» Direction
Scale the records from the line containing "[spot] the green work" through the end of the records, reproducing every line, requests included. Multiply each coordinate in the answers by 0.3 and round it to a whole number, rounding halves up. Leave the requests unchanged, and give this stretch alone.

» Exercise materials
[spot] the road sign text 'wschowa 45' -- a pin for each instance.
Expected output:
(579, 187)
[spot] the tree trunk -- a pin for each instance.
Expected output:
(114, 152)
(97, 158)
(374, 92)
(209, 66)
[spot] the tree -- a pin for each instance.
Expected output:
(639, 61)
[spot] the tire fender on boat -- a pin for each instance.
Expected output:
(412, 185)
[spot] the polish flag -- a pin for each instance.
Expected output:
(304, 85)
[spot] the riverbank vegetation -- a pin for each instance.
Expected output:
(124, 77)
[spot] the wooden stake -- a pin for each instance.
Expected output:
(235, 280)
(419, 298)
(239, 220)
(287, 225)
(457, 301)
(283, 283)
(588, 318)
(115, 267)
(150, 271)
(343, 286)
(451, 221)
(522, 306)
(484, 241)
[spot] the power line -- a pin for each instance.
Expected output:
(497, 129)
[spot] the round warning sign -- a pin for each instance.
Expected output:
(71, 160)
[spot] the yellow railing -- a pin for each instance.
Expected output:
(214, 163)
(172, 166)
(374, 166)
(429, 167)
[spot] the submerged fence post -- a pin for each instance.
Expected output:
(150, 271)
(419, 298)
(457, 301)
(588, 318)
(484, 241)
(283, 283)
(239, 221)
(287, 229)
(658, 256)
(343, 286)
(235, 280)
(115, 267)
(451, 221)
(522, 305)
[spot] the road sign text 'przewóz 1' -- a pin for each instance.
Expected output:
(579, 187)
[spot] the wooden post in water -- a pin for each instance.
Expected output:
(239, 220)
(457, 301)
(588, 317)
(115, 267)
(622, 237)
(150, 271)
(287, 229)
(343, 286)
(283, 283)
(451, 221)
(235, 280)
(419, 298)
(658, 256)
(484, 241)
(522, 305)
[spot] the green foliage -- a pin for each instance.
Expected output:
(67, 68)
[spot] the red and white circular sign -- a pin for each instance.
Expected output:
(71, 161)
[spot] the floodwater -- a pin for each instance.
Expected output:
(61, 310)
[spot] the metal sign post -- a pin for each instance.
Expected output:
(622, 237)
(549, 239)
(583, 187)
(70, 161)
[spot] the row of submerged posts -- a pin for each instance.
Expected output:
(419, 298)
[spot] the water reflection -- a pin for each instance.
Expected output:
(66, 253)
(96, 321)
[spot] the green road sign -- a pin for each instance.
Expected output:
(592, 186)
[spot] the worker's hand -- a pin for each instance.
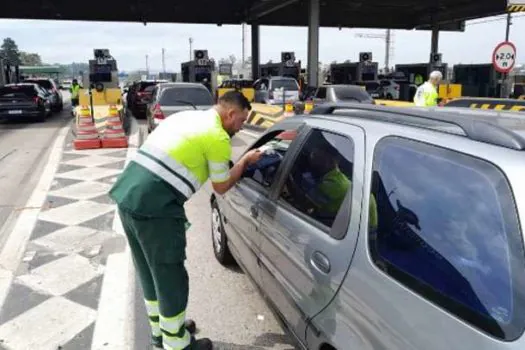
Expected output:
(252, 156)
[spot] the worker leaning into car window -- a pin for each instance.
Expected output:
(331, 190)
(427, 94)
(172, 164)
(74, 89)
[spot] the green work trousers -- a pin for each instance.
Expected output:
(158, 249)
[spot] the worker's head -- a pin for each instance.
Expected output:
(435, 77)
(322, 159)
(233, 107)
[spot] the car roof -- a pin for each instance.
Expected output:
(168, 85)
(505, 129)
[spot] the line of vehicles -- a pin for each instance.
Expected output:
(34, 99)
(382, 228)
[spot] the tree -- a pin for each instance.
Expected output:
(30, 59)
(9, 51)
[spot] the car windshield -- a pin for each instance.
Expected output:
(287, 84)
(351, 94)
(181, 96)
(17, 91)
(46, 84)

» Final result
[spot] the green work trousers -- a pin for each instance.
Expected output:
(47, 75)
[spot] the worker's head -- a pin for each instance.
Expected output:
(131, 23)
(97, 48)
(70, 32)
[spot] the car roof -- a pin for each instance.
Expected output:
(50, 26)
(152, 39)
[spot] the line of vehicles -- a pin for each instance.
Expected output:
(10, 30)
(115, 68)
[spot] the tree -- a pin for each instance.
Expected output:
(9, 18)
(3, 15)
[spot] the car windshield -- a pin for each instance.
Expected output:
(86, 25)
(105, 28)
(54, 29)
(5, 27)
(14, 25)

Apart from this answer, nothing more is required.